* TASK STATEMENT
Transcribe the full listing so that each line reads as it does in the original.

* DATA

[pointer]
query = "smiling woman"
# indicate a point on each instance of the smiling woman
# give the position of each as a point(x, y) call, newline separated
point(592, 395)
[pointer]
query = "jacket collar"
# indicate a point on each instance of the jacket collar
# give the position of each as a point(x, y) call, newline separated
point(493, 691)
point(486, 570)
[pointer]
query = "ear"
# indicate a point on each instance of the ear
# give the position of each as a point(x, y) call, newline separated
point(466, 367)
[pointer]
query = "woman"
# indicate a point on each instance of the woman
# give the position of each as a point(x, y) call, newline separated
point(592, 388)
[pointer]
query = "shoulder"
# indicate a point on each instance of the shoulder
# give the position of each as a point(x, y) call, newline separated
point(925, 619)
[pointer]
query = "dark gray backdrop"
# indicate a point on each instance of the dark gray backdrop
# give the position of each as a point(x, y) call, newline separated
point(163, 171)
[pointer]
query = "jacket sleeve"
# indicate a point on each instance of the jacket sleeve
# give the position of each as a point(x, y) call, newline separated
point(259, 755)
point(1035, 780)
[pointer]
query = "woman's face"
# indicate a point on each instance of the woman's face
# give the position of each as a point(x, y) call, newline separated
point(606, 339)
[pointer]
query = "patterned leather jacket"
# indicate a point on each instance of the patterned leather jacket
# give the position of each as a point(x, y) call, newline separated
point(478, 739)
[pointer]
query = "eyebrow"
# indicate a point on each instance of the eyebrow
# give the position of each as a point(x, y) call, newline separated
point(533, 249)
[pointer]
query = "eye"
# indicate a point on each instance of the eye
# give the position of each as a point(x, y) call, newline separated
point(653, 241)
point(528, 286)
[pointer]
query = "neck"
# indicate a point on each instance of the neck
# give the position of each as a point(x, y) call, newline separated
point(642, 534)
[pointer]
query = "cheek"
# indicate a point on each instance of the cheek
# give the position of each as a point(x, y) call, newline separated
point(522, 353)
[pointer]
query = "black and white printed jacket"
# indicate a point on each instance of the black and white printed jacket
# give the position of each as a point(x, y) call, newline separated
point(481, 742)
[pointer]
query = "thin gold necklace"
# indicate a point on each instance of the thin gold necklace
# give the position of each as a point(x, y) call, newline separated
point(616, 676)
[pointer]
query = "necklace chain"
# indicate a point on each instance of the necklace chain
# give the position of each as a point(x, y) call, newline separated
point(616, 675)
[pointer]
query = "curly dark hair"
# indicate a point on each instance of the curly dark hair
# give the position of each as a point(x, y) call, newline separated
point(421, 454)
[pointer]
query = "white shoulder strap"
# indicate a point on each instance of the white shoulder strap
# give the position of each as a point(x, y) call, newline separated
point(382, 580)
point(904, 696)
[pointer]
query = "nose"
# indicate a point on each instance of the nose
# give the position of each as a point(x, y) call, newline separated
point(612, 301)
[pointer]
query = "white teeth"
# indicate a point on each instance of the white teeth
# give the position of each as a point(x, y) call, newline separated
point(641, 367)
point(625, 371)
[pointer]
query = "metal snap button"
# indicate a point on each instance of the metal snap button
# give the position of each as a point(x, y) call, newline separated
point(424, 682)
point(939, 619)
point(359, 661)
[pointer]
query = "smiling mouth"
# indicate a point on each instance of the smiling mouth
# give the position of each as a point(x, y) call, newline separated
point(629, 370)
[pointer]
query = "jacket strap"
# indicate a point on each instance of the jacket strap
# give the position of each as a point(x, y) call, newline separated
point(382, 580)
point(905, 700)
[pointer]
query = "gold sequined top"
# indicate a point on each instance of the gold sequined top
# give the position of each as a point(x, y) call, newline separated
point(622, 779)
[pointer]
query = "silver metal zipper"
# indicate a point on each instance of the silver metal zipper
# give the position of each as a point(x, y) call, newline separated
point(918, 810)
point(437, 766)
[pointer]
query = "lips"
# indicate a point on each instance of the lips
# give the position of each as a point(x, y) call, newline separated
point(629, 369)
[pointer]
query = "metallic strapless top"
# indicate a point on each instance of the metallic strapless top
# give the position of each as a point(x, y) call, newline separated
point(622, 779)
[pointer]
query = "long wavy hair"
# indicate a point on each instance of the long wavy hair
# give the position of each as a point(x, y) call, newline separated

* ANSWER TO THIS PROBLEM
[pointer]
query = "smiling woman"
# indicate a point on each instance of the smiling woman
# give the position of each as a point(x, y) call, newline separated
point(592, 395)
[pointer]
query = "jacket collar"
# indicate a point on each instance of the jacket collar
# give the position of each as a point(x, y) call, newline separated
point(493, 691)
point(486, 570)
[pointer]
query = "ear"
# indicate a point on each instance of the ear
# give the position of each as a point(x, y) call, newline separated
point(466, 367)
[pointer]
query = "woman"
# indicate a point on each instance of the woman
# give the position of each as a point(x, y) call, newline separated
point(592, 388)
[pointer]
query = "shoulder"
# indicate a point on each instance of the shoulder
# give the position of each as a point(x, y) call, newline separated
point(925, 619)
[pointer]
query = "dark gray backdrop"
# indicate a point on each instance of the dark gray backdrop
# give the position of each as a point(x, y) call, newline separated
point(163, 171)
[pointer]
query = "jacket sleeve"
# indicate a point on each instance of the jacket sleeve
# give the position of each as a point(x, y) call, newline separated
point(259, 755)
point(1035, 780)
[pointer]
query = "woman's face"
# indicate a point on each instance of the woman's face
# give the position of each as a point(x, y) call, newline separated
point(606, 339)
[pointer]
query = "patterned leather jacket"
# indicate a point on each instance of the patterned leather jacket
# give the position of each as a point(x, y) call, newline separated
point(478, 739)
[pointer]
query = "eyebrow"
# indicate a point on each instance of the eyebrow
# give the position of each as a point(x, y) call, newline separated
point(533, 249)
[pointer]
query = "eye"
# indicate a point on each instance of the eye
# give the position of each as a point(x, y) call, newline separated
point(653, 241)
point(528, 286)
[pointer]
query = "neck"
# indicate a point on each instance of the neck
# give the position of each as a point(x, y) call, newline separated
point(642, 534)
[pointer]
query = "cheek"
# indicate a point on each instance of the cheek
# give the position of each as a point(x, y) call, newline separated
point(522, 353)
[pointer]
query = "black and white printed jacket"
# indicate a point on each instance of the black and white printed jacket
# give the position of each as a point(x, y) call, newline separated
point(481, 742)
[pointer]
query = "thin gold necklace"
# indicate a point on each instance of the thin gold necklace
# give the position of each as a point(x, y) call, newline separated
point(616, 676)
[pointer]
query = "necklace chain"
# indicate a point on each instance of the necklace chain
# give the position of each as a point(x, y) call, newline separated
point(616, 675)
[pointer]
query = "curly dark hair"
# indicate a point on each instance of the curly dark hair
# give the position of each as a point(x, y) call, newline separated
point(421, 454)
[pointer]
query = "white shoulder strap"
# indicate a point on each instance of the white shoulder strap
# give the position of each as a point(x, y) call, newline separated
point(382, 580)
point(904, 696)
[pointer]
query = "nose"
# indicate a point on each instance of the nose
# give the position of each as a point(x, y) call, newline separated
point(612, 301)
[pointer]
query = "white teeth"
# indicate a point on each instance of the white teeth
# give the position of each as a point(x, y) call, newline separated
point(641, 367)
point(625, 371)
[pointer]
query = "metal snap button"
# indicate a point on each instance of the metal snap button
# give the position of each as a point(x, y) call, newline separated
point(424, 682)
point(939, 619)
point(359, 661)
[pointer]
query = "smiling mouth"
# indicate a point on each instance of the smiling mouth
# give the position of each as a point(x, y) call, newline separated
point(629, 370)
[pointer]
query = "jacket strap"
# indicate a point on each instance of the jacket strap
# give the position of each as a point(x, y) call, newline separated
point(382, 580)
point(905, 700)
[pointer]
query = "gold sequined top"
# indicate a point on each instance of the gold sequined top
# give the position of each as a point(x, y) call, newline separated
point(622, 779)
[pointer]
query = "silver metal zipper"
# indicate a point on each instance of the silver metal zipper
# give the position of each as a point(x, y) call, newline separated
point(918, 810)
point(437, 766)
[pointer]
query = "lips"
# indicate a point on each instance of the lips
# give the position of each as a point(x, y) call, newline separated
point(629, 369)
[pointer]
query = "metallic strapless top"
# indicate a point on each instance of the metallic strapless top
# give the position of each as a point(x, y) call, newline separated
point(622, 779)
[pointer]
query = "long wavy hair"
# indicate a point on each instance of the long wavy hair
# give the position of each as a point(x, y) call, newline separated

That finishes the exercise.